- EXERCISE:
Put every line of the entries below into a JSON list of strings, with one string per line and no strings for blank lines.

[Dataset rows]

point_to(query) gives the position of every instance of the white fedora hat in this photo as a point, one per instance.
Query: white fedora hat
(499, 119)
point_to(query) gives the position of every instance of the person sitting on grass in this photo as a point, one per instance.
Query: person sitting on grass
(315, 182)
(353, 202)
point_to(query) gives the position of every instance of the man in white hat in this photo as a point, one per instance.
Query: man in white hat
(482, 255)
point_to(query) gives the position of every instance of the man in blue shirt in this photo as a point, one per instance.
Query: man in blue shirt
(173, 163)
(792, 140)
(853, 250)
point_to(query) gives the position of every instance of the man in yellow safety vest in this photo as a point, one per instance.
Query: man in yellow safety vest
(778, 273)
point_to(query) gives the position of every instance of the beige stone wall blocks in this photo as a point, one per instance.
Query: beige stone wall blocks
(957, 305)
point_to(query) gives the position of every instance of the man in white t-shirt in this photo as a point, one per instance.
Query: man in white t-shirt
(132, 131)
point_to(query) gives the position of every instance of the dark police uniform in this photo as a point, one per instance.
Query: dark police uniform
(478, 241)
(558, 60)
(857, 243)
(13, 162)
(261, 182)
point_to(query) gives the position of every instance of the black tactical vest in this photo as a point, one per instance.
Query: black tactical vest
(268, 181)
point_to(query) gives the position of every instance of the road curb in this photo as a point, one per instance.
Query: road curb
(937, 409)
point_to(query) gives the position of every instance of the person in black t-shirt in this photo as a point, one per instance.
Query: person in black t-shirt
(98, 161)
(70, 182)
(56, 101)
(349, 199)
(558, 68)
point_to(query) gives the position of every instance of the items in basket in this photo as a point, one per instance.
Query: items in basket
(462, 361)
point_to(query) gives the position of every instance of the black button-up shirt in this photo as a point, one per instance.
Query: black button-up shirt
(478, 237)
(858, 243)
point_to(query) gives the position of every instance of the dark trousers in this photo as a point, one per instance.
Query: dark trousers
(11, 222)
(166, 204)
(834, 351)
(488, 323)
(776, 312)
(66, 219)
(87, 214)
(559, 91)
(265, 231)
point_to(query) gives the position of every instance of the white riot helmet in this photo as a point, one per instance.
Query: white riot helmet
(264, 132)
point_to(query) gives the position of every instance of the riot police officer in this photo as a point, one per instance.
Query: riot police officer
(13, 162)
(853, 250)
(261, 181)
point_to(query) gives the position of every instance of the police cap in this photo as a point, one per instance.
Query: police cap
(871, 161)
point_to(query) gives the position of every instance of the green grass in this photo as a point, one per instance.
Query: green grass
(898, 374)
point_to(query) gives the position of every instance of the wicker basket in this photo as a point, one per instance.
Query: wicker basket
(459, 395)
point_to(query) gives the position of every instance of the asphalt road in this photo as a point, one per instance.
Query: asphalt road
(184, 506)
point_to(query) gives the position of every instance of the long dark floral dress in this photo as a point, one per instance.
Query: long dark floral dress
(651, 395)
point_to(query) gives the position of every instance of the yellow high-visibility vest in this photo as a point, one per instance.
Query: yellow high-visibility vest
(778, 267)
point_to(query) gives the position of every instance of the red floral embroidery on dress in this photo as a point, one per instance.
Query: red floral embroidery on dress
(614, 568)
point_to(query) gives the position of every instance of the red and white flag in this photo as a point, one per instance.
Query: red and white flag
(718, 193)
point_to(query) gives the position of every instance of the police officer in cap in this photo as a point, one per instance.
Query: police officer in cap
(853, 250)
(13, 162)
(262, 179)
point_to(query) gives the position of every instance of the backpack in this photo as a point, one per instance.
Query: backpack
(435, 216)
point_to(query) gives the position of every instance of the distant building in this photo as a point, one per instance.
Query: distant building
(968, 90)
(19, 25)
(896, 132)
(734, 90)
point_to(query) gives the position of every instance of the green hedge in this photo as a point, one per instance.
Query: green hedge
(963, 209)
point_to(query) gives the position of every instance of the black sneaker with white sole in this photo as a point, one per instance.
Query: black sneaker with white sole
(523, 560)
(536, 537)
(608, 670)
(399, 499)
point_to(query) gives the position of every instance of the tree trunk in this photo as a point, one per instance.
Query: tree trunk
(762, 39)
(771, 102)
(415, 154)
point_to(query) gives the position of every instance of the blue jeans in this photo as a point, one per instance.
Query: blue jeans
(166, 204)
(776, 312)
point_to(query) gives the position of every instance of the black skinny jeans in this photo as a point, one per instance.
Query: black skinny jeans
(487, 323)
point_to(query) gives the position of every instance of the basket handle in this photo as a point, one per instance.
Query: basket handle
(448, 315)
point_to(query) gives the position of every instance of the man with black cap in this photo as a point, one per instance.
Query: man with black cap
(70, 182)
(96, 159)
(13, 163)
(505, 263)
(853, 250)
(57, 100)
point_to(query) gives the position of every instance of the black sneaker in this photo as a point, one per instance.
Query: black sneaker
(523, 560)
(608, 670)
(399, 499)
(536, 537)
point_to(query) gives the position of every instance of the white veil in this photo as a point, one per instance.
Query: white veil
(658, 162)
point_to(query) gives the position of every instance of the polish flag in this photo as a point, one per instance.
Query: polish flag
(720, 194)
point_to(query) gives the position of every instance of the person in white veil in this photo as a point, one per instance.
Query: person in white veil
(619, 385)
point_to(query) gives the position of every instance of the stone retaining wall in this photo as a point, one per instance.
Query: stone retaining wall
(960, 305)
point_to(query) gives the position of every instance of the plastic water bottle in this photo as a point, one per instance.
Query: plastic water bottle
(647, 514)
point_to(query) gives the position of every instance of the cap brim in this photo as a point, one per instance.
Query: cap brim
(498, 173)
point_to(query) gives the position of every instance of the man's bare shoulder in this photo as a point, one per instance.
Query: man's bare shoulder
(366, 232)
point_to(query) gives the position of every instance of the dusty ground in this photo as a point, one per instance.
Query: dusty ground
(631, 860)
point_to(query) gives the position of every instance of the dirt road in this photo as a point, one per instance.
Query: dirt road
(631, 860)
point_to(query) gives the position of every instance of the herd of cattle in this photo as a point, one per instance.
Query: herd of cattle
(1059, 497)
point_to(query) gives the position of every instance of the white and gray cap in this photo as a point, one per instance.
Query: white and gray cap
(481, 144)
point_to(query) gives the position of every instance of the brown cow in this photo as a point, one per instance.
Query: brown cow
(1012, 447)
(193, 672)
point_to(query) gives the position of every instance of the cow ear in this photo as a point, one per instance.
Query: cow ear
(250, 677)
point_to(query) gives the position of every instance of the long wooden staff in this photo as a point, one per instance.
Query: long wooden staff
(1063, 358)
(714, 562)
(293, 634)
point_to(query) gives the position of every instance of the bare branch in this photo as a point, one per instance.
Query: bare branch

- EXERCISE RESULT:
[
  "point_to(query) gives the position of every instance of the white fedora hat in this photo as a point, one per instance.",
  "Query: white fedora hat",
  "(499, 119)",
  "point_to(query) gives the position of every instance of the person sitting on grass in this photo as a point, one per instance.",
  "Query: person sitting on grass",
  "(315, 182)",
  "(353, 202)",
  "point_to(query) gives the position of every instance of the man in white hat in this photo as a point, one per instance.",
  "Query: man in white hat",
  "(482, 255)",
  "point_to(query) gives the position of every instance of the man in blue shirt in this photo as a point, one per instance.",
  "Query: man in blue shirt",
  "(173, 163)",
  "(792, 140)",
  "(853, 250)",
  "point_to(query) gives the position of every instance of the man in yellow safety vest in this photo as a point, one per instance.",
  "Query: man in yellow safety vest",
  "(778, 273)",
  "point_to(query) gives the position of every instance of the beige stone wall blocks in this photo as a point, one per instance.",
  "Query: beige stone wall blocks",
  "(957, 305)",
  "point_to(query) gives the position of every instance of the man in white t-shirt in this photo as a point, one per instance.",
  "Query: man in white t-shirt",
  "(132, 131)",
  "point_to(query) gives the position of every instance of the dark police uniform in this photo as a point, one per instance.",
  "Query: dark police uniform",
  "(478, 241)",
  "(558, 60)",
  "(857, 243)",
  "(13, 162)",
  "(261, 182)",
  "point_to(query) gives the position of every instance of the black tactical vest in this photo as a point, one per instance.",
  "Query: black tactical vest",
  "(268, 181)",
  "point_to(query) gives the position of every instance of the road curb in this photo as a point, one per instance.",
  "Query: road curb",
  "(937, 409)",
  "point_to(query) gives the position of every instance of the person in black t-shirt in this photo as a point, one per instance.",
  "Query: person in black t-shirt",
  "(98, 161)",
  "(70, 182)",
  "(56, 101)",
  "(349, 199)",
  "(558, 68)",
  "point_to(query) gives the position of every instance of the items in basket in this photo as a point, one per instance.",
  "Query: items in basket",
  "(462, 361)",
  "point_to(query) gives the position of every instance of the black button-up shirt in this photo as a point, one per instance.",
  "Query: black button-up shirt",
  "(478, 237)",
  "(858, 243)",
  "point_to(query) gives the position of every instance of the dark trousers in this photo as a point, one per instance.",
  "Query: dark trousers",
  "(11, 222)",
  "(166, 204)",
  "(834, 351)",
  "(488, 323)",
  "(776, 312)",
  "(66, 219)",
  "(87, 214)",
  "(559, 91)",
  "(265, 231)",
  "point_to(query) gives the position of every instance of the white riot helmet in this photo as a point, one per instance.",
  "Query: white riot helmet",
  "(264, 132)",
  "point_to(query) gives the position of every instance of the riot police officer in this photo as a point, one per instance.",
  "Query: riot police officer",
  "(13, 162)",
  "(853, 250)",
  "(261, 181)",
  "point_to(query) gives the position of every instance of the police cap in this photo as a point, one per instance.",
  "Query: police cap",
  "(871, 161)",
  "point_to(query) gives the position of every instance of the green grass in this photo as a point, one per instance.",
  "Query: green grass",
  "(898, 374)",
  "point_to(query) gives the position of every instance of the wicker basket in this photo as a point, one per instance.",
  "Query: wicker basket",
  "(459, 395)",
  "point_to(query) gives the position of every instance of the asphalt road in this photo as a point, one per instance.",
  "Query: asphalt road",
  "(184, 506)",
  "point_to(query) gives the position of every instance of the long dark floral dress in this photo as a point, one per instance.",
  "Query: long dark floral dress",
  "(651, 395)",
  "point_to(query) gives the position of every instance of the yellow high-visibility vest in this photo as a point, one per instance.",
  "Query: yellow high-visibility vest",
  "(778, 267)",
  "point_to(query) gives the position of every instance of the red floral embroidery on dress in this photo as a point, one per instance.",
  "Query: red floral embroidery on dress",
  "(614, 568)",
  "point_to(query) gives the position of every instance of the red and white flag in this photo as a point, one per instance.",
  "Query: red and white flag",
  "(718, 193)",
  "point_to(query) gives the position of every instance of the police officer in cap in this photo as a point, one per instance.",
  "Query: police officer in cap",
  "(853, 250)",
  "(13, 162)",
  "(262, 179)",
  "point_to(query) gives the position of every instance of the backpack in this photo as a point, one per instance.",
  "Query: backpack",
  "(435, 216)",
  "point_to(query) gives the position of every instance of the distant building in this photo as a point, one per instance.",
  "Query: distant building",
  "(968, 90)",
  "(19, 25)",
  "(896, 132)",
  "(734, 90)",
  "point_to(query) gives the position of every instance of the green hedge in this photo as a point, one per instance.",
  "Query: green hedge",
  "(963, 209)",
  "point_to(query) gives the position of every instance of the black sneaker with white sole in this photo as a point, one per instance.",
  "Query: black sneaker with white sole",
  "(523, 560)",
  "(536, 537)",
  "(608, 670)",
  "(399, 499)",
  "point_to(query) gives the position of every instance of the tree trunk in this photo as a point, one per instance.",
  "Query: tree trunk",
  "(762, 39)",
  "(771, 102)",
  "(415, 154)",
  "point_to(query) gives the position of every instance of the blue jeans in this photo as a point, one per instance.",
  "Query: blue jeans",
  "(166, 204)",
  "(776, 312)",
  "point_to(query) gives the position of every instance of the black skinny jeans in this photo as a point, one per instance.",
  "Query: black skinny jeans",
  "(487, 323)",
  "point_to(query) gives the position of every instance of the basket handle in this photo as a point, one per instance.",
  "Query: basket handle",
  "(448, 315)",
  "point_to(query) gives the position of every instance of the man with black cap in this photo as a point, one per instance.",
  "Query: man with black cap",
  "(70, 182)",
  "(96, 159)",
  "(13, 163)",
  "(505, 263)",
  "(853, 250)",
  "(57, 100)",
  "point_to(query) gives the position of every instance of the black sneaker in this photo as a point, one per instance.",
  "Query: black sneaker",
  "(523, 560)",
  "(608, 670)",
  "(399, 499)",
  "(536, 537)",
  "point_to(query) gives the position of every instance of the white veil in this photo as a point, one per instance.",
  "Query: white veil",
  "(658, 162)",
  "point_to(query) gives the position of every instance of the polish flag in this photo as a point, one per instance.",
  "Query: polish flag",
  "(720, 194)",
  "point_to(query) gives the position of every instance of the person in white veil in this photo as a point, one per instance.",
  "Query: person in white veil",
  "(619, 385)",
  "point_to(query) gives the position of every instance of the stone retaining wall in this photo as a point, one per instance.",
  "Query: stone retaining wall",
  "(960, 305)",
  "point_to(query) gives the position of every instance of the plastic water bottle in this photo as a point, one per instance.",
  "Query: plastic water bottle",
  "(647, 514)",
  "point_to(query) gives the position of every instance of the cap brim in this photo as a point, one per instance.",
  "Query: cap brim",
  "(498, 173)",
  "point_to(query) gives the position of every instance of the man's bare shoulder in this photo as a point, one per instance.",
  "Query: man's bare shoulder",
  "(366, 232)",
  "point_to(query) gives the position of every instance of the dusty ground in this photo as a point, one per instance.",
  "Query: dusty ground",
  "(631, 860)",
  "point_to(query) gives the position of every instance of the dirt road in this photo as a point, one per instance.",
  "Query: dirt road",
  "(631, 860)",
  "point_to(query) gives the position of every instance of the herd of cattle in this photo as a point, one per instance.",
  "Query: herd of cattle",
  "(1059, 497)",
  "point_to(query) gives the position of every instance of the white and gray cap in this photo as a point, one per instance.",
  "Query: white and gray cap",
  "(481, 144)",
  "point_to(query) gives the position of every instance of the brown cow in this photo as a point, one per instance.",
  "Query: brown cow",
  "(1012, 447)",
  "(193, 672)",
  "point_to(query) gives the position of every instance of the cow ear in this photo as a point, one per instance.",
  "Query: cow ear",
  "(250, 677)",
  "point_to(query) gives the position of every instance of the long wooden staff in this photo as a point, one per instance.",
  "Query: long wooden staff",
  "(1063, 358)",
  "(714, 562)",
  "(293, 634)",
  "point_to(query) gives the position of every instance of the bare branch in this photo as a point, one per instance.",
  "Query: bare branch"
]